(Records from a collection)
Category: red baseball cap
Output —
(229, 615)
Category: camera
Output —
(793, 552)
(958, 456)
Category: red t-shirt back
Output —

> **WHAT YOU NEED TO DO**
The records above need to be returned in full, with nothing altered.

> **RESPONSE**
Category: red baseball cap
Output —
(229, 615)
Category: camera
Output —
(793, 552)
(958, 456)
Category: red t-shirt back
Output —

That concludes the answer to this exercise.